[[ Records for processing, beginning ]]

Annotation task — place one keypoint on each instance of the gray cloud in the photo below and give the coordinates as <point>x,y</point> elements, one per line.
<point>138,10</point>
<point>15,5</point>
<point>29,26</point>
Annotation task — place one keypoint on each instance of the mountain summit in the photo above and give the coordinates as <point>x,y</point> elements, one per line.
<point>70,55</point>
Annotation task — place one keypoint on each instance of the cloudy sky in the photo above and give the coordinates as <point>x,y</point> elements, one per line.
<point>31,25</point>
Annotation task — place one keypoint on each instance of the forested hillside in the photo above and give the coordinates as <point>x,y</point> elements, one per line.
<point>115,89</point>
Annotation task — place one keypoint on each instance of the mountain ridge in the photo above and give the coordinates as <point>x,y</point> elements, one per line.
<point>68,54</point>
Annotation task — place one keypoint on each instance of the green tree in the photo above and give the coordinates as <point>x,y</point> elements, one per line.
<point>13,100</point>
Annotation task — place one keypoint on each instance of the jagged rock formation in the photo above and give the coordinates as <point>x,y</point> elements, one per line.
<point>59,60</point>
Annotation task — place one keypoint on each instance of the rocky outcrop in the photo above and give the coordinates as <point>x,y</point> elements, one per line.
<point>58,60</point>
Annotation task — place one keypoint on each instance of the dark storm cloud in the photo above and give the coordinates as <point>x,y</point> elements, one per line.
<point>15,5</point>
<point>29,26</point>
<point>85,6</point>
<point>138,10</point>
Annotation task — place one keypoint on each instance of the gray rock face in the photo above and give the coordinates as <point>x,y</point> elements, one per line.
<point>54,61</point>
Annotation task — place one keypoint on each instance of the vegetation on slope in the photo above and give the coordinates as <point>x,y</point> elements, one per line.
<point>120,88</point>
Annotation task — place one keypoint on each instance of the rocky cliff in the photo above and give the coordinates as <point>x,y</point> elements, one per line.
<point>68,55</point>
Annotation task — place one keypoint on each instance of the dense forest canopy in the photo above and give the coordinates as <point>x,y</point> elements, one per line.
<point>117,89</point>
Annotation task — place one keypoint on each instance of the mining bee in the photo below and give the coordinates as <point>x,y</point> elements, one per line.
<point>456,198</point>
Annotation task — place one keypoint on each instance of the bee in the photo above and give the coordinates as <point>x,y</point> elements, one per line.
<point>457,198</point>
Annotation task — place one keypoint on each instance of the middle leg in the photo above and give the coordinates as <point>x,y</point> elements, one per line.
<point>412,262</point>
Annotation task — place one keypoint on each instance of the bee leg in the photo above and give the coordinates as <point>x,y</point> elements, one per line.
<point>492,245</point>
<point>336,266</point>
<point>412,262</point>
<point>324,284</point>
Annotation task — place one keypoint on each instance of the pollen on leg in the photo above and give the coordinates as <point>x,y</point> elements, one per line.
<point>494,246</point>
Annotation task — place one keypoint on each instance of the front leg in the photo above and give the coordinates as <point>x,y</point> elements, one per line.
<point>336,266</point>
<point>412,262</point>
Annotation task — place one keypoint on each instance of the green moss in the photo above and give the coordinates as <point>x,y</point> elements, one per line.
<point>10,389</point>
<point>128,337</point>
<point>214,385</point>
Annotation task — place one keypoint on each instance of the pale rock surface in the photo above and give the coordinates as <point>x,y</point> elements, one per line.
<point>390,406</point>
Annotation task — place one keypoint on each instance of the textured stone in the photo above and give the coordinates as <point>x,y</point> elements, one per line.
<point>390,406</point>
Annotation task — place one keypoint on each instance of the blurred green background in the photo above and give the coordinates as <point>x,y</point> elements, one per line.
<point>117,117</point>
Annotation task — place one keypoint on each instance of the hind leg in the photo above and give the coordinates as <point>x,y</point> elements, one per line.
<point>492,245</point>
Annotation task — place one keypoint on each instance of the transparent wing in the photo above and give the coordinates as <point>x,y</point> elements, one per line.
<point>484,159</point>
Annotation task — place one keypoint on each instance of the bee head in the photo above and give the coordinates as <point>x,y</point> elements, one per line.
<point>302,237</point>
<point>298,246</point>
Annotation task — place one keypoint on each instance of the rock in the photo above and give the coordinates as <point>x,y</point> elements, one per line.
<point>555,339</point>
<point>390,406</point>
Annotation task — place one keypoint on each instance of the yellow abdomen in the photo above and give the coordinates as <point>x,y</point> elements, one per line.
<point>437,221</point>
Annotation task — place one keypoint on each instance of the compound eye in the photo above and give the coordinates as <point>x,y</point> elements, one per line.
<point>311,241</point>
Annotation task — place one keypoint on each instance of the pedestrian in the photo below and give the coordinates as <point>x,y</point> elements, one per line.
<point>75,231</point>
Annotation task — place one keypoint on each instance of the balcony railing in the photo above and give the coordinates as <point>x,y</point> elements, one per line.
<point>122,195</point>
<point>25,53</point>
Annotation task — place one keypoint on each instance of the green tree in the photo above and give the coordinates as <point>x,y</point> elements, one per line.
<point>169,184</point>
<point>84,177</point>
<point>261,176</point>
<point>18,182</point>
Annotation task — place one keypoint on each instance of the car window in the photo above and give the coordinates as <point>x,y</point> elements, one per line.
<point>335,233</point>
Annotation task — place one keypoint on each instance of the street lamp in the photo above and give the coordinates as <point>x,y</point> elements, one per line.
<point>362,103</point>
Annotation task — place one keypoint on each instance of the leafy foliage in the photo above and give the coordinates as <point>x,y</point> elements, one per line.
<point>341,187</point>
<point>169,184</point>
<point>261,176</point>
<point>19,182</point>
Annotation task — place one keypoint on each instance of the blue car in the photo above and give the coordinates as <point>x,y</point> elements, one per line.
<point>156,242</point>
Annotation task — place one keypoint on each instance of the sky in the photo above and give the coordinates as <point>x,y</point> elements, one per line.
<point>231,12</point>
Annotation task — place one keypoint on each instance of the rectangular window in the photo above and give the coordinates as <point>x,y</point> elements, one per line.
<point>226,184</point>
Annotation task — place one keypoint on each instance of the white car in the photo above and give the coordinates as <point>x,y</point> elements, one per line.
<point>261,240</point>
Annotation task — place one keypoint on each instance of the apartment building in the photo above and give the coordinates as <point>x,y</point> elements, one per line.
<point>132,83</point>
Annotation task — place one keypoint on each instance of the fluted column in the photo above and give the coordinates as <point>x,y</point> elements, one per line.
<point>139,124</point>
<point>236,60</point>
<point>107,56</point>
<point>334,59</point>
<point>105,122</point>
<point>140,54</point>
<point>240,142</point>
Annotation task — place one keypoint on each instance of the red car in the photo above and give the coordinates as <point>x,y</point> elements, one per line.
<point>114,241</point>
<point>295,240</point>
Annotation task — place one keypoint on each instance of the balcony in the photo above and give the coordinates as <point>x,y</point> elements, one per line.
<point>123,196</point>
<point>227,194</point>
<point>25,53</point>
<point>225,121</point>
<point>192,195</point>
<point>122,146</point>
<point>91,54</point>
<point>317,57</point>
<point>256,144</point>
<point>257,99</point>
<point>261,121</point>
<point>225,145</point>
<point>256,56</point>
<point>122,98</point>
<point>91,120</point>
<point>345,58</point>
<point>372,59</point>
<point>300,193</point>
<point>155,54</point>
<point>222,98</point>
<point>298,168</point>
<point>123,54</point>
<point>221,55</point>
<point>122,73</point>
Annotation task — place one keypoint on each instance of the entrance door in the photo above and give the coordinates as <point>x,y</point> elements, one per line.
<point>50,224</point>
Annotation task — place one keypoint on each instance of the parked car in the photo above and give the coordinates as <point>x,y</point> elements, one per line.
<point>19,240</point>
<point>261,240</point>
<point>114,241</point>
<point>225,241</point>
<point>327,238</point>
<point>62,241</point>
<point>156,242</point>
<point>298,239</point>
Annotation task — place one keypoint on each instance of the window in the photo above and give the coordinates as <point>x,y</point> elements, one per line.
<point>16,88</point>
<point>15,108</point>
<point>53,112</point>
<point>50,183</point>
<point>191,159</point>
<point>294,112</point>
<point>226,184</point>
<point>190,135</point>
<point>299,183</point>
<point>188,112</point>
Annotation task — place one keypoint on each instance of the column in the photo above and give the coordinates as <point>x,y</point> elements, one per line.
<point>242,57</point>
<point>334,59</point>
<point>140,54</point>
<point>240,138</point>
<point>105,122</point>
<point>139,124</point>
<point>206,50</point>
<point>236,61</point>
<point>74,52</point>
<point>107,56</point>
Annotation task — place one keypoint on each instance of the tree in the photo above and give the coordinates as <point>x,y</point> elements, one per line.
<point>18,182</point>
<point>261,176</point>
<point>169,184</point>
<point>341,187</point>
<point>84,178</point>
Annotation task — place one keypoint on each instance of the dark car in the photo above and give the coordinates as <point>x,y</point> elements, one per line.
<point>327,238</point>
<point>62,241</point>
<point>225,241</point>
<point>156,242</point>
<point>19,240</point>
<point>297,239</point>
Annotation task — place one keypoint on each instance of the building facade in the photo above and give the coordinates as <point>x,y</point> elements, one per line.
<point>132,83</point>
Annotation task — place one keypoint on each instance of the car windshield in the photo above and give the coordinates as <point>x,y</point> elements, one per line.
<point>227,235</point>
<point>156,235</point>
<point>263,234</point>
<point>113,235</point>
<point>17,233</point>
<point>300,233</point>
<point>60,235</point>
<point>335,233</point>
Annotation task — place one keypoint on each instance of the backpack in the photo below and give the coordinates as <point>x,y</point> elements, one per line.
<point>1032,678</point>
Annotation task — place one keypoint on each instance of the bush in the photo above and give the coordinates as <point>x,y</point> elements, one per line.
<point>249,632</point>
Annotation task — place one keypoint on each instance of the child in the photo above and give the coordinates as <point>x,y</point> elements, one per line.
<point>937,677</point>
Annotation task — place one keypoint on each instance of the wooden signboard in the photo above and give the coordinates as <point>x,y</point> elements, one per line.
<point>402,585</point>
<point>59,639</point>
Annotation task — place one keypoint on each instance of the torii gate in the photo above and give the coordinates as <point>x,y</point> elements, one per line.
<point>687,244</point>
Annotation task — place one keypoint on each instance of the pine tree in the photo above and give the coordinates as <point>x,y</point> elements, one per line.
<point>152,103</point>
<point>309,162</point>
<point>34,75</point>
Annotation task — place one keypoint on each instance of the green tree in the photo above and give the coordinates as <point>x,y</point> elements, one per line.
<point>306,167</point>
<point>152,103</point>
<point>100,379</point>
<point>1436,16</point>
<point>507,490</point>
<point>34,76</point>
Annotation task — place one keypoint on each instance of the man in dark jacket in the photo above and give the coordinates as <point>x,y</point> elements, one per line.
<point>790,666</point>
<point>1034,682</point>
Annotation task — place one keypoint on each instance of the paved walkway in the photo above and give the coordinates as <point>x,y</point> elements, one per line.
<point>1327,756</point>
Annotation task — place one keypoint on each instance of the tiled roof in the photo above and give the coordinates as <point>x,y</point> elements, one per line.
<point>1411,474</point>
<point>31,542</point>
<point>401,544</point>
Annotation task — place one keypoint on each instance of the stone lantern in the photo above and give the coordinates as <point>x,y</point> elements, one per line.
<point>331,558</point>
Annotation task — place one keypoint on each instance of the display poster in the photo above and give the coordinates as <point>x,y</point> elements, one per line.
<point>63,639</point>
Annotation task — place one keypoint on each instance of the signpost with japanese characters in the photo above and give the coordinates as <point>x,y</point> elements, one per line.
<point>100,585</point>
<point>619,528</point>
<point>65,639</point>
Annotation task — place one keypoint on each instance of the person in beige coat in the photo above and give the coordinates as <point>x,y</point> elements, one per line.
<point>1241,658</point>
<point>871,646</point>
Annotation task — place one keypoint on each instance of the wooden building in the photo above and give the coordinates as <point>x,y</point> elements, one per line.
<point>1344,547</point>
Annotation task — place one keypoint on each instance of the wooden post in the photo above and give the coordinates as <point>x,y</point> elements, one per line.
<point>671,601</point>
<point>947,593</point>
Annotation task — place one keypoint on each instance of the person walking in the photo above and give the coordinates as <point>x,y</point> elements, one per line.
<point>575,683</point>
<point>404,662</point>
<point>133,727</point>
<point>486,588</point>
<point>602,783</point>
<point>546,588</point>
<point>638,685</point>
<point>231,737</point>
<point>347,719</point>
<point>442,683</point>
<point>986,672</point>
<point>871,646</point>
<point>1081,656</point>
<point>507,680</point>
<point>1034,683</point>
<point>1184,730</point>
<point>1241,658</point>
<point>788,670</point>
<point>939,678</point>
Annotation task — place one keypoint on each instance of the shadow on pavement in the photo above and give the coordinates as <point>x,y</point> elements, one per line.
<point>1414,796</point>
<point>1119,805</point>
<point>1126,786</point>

[[ Records for processing, end ]]

Print only the lines from the one with "the person walking" to the end of the records, both included.

Annotation task — place one keypoint on each instance of the person walking in the photo above and give the coordinates as <point>x,y</point> elements, one per line.
<point>575,683</point>
<point>404,662</point>
<point>133,727</point>
<point>486,588</point>
<point>602,783</point>
<point>546,588</point>
<point>638,685</point>
<point>231,737</point>
<point>347,719</point>
<point>442,683</point>
<point>986,672</point>
<point>871,646</point>
<point>1081,656</point>
<point>507,680</point>
<point>1034,683</point>
<point>1184,730</point>
<point>1241,658</point>
<point>788,670</point>
<point>939,678</point>
Annotation task — place one keypoint on each instance of the shadow on pavement in the photo above and give the coordinates as <point>x,y</point> elements, one per line.
<point>1414,796</point>
<point>1119,805</point>
<point>1126,786</point>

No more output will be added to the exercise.